▶ _WRITTEN TASK_
Please edit the lines below by changing "screenshot" to "photo" wherever it occurs, keeping everything else the same. Leave the pictures out of your answer.

▶ _INFORMATION GIVEN_
+ + + +
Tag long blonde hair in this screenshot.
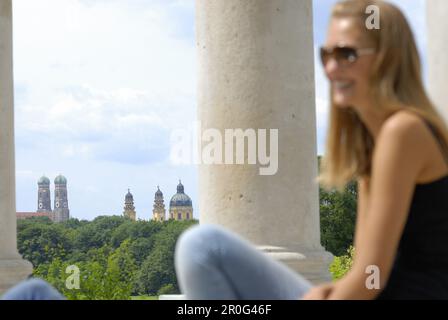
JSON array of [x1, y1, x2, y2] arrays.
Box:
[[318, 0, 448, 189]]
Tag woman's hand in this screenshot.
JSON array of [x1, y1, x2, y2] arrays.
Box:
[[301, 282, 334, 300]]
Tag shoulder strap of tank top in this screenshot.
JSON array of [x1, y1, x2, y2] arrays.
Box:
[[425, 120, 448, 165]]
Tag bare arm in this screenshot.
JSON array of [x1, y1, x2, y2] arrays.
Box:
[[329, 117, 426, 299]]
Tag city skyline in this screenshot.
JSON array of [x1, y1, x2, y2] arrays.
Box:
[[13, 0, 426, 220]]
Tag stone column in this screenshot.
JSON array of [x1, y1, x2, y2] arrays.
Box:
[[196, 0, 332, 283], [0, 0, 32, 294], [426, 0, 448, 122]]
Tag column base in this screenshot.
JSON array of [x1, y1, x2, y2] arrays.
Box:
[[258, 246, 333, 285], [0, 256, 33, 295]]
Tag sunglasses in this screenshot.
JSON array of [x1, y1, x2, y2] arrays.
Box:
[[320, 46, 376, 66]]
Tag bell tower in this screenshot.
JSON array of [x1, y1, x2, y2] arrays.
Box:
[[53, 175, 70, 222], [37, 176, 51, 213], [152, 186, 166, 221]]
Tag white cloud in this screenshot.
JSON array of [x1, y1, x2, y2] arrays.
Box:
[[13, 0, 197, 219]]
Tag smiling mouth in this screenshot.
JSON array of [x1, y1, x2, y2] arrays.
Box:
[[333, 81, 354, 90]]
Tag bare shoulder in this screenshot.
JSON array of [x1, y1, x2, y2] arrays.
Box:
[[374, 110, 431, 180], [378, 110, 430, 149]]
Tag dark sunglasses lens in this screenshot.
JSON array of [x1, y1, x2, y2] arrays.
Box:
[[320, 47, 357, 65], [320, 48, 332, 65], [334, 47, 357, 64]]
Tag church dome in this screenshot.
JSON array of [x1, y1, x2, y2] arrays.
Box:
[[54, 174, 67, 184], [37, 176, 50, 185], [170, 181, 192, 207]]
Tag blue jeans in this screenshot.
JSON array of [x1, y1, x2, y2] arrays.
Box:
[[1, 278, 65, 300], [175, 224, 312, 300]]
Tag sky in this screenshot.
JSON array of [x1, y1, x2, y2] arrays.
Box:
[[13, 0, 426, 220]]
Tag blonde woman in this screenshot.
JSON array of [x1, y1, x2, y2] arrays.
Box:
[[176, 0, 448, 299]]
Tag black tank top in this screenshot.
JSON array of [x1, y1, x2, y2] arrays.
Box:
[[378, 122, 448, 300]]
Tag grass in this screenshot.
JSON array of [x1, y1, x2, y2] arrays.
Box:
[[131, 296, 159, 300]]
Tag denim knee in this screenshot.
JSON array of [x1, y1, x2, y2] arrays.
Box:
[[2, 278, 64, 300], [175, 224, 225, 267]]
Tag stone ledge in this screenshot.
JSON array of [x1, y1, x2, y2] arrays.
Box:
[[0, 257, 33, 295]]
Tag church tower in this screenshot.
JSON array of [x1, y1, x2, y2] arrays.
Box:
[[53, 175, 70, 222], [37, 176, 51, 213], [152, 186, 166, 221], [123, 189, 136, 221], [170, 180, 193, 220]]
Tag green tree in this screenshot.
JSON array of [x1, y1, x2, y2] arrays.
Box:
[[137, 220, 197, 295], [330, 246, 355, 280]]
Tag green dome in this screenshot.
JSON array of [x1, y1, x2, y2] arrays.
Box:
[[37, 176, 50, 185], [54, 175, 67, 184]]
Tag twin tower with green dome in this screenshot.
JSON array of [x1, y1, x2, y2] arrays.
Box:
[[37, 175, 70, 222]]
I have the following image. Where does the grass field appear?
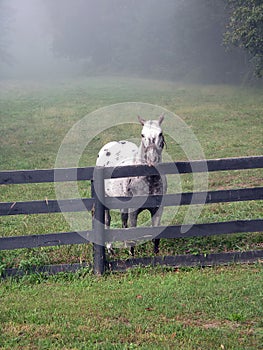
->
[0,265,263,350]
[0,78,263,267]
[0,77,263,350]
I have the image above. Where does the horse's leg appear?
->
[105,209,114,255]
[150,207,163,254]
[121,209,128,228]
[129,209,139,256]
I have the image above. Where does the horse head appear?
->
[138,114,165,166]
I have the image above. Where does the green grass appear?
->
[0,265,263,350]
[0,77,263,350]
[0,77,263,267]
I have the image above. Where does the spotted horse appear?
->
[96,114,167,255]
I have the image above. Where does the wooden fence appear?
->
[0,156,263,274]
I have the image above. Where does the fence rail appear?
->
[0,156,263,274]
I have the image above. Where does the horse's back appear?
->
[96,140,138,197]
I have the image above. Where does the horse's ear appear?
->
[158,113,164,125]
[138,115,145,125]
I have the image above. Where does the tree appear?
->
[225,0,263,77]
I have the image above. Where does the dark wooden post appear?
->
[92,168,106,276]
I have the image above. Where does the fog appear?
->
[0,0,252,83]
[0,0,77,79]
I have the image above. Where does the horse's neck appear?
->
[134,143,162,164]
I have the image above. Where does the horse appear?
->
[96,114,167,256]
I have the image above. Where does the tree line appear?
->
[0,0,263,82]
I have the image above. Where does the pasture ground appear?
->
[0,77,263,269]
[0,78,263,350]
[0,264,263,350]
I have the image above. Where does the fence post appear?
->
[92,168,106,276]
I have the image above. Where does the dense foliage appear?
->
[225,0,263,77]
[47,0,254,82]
+ + + +
▶ _WRITTEN RESPONSE_
Tag long blonde hair in this photo.
JSON array of [x1, y1, x2, y2] arrays.
Box:
[[318, 0, 448, 189]]
Tag woman's hand in this photo.
JSON array of [x1, y1, x2, y2] arrays.
Box:
[[301, 282, 334, 300]]
Tag shoulder strap of tank top in this photo.
JSON array of [x1, y1, x2, y2] arrays.
Box:
[[425, 120, 448, 165]]
Tag bare arm in this photo.
JSON array of [x1, y1, x2, y2] arrays.
Box:
[[329, 117, 426, 299]]
Tag city skyline in this photo.
JSON array of [x1, y1, x2, y2] arrays.
Box:
[[13, 0, 426, 220]]
Tag stone column in this photo.
JSON array of [x1, y1, x2, y2] arrays.
Box:
[[196, 0, 332, 283], [0, 0, 32, 294], [426, 0, 448, 122]]
Tag column base in this photo.
JSON array of [x1, y1, x2, y2] arrays.
Box:
[[258, 246, 333, 285], [0, 256, 33, 295]]
Tag sunglasses in this photo.
JSON array of [x1, y1, x2, y2] arrays.
Box:
[[320, 46, 376, 66]]
Tag bell tower in this photo.
JSON array of [x1, y1, x2, y2] arrays.
Box:
[[53, 175, 70, 222], [37, 176, 51, 213], [152, 186, 166, 221]]
Tag white cloud in this photo.
JSON array of [x1, y1, x2, y2] arrays.
Box:
[[13, 0, 197, 219]]
Tag smiling mouth in this photo.
JSON array of [x1, y1, x2, y2] arrays.
Box:
[[333, 81, 354, 90]]
Tag bare shoulder in this photo.
JSON array of [x1, y1, x2, y2] arrays.
Box:
[[374, 110, 431, 180], [378, 110, 430, 149]]
Tag dark sunglasses lens in this photo.
JSON array of [x1, y1, x2, y2] arrays.
Box:
[[320, 47, 357, 65], [320, 48, 332, 65], [334, 47, 357, 64]]
Tag church dome in this photo.
JSON array of [x1, y1, x2, y2] arrays.
Box:
[[54, 174, 67, 184], [37, 176, 50, 185], [170, 181, 192, 207]]
Tag blue jeans in this photo.
JSON array of [x1, y1, x2, y2] arrays.
Box:
[[1, 278, 65, 300], [175, 224, 312, 300]]
Tag sky in this photo.
JSON array of [x1, y1, x2, y2] arrays.
Box:
[[13, 0, 426, 220]]
Tag blonde woman in this photo.
JSON array of [x1, y1, x2, y2] arrays.
Box:
[[176, 0, 448, 299]]
Tag black tank top in this photo.
JSON array of [x1, y1, x2, y2] arrays.
Box:
[[378, 122, 448, 300]]
Tag grass in this photo.
JSON array of [x1, y1, x2, y2] arrays.
Box:
[[131, 296, 159, 300]]
Tag denim knee in this photo.
JSON array of [x1, y1, x2, y2] arrays.
Box:
[[2, 278, 64, 300], [175, 224, 225, 267]]
Tag stone ledge in this photo.
JSON array of [x1, y1, x2, y2] arrays.
Box:
[[0, 257, 33, 295]]
Tag church tower in this photo.
JSON array of [x1, y1, x2, y2] arrays.
Box:
[[53, 175, 70, 222], [37, 176, 51, 213], [152, 186, 166, 221], [123, 189, 136, 221], [170, 180, 193, 220]]
Tag green tree in this photo.
JSON array of [x1, y1, x2, y2] arrays.
Box:
[[137, 220, 197, 295], [330, 246, 355, 280]]
Tag green dome in this photo.
JSON array of [x1, y1, x2, y2] arrays.
Box:
[[37, 176, 50, 185], [54, 175, 67, 184]]
Tag twin tower with green dome in this photo.
JSON array of [x1, y1, x2, y2] arrays.
Box:
[[37, 175, 70, 222]]
I have the following image. Where does the grass field appear?
->
[0,265,263,350]
[0,78,263,267]
[0,77,263,350]
I have the image above. Where does the horse's leg appear?
->
[105,209,114,255]
[150,207,163,254]
[121,209,128,228]
[129,209,139,256]
I have the image above. Where does the horse head appear?
->
[138,114,165,166]
I have the image above. Where does the green grass appear?
->
[0,265,263,350]
[0,77,263,350]
[0,77,263,267]
I have the image above. Where does the spotted horse appear?
->
[96,114,167,255]
I have the image above. Where does the wooden fence appear?
->
[0,156,263,274]
I have the image above. Where does the fence rail appear?
->
[0,156,263,274]
I have the image above. Where does the horse's back appear?
->
[96,140,138,197]
I have the image above. Where does the horse's ear appear?
->
[158,113,164,125]
[138,115,145,125]
I have the image above. Where does the tree appear?
->
[225,0,263,77]
I have the image above. Where does the dark wooden post appear?
->
[92,168,106,276]
I have the image above. Where does the fog appear?
->
[0,0,252,83]
[0,0,77,79]
I have the image above. Where does the horse's neck appear?
->
[134,143,162,164]
I have the image above. Where does the horse appear?
->
[96,114,167,256]
I have the image above. Where does the tree line appear?
->
[0,0,263,82]
I have the image above. Where does the pasture ground appear?
->
[0,77,263,269]
[0,78,263,350]
[0,264,263,350]
I have the image above. Where does the fence post appear?
->
[92,168,106,276]
I have the image above. Where does the dense foliage appear?
->
[225,0,263,77]
[47,0,254,82]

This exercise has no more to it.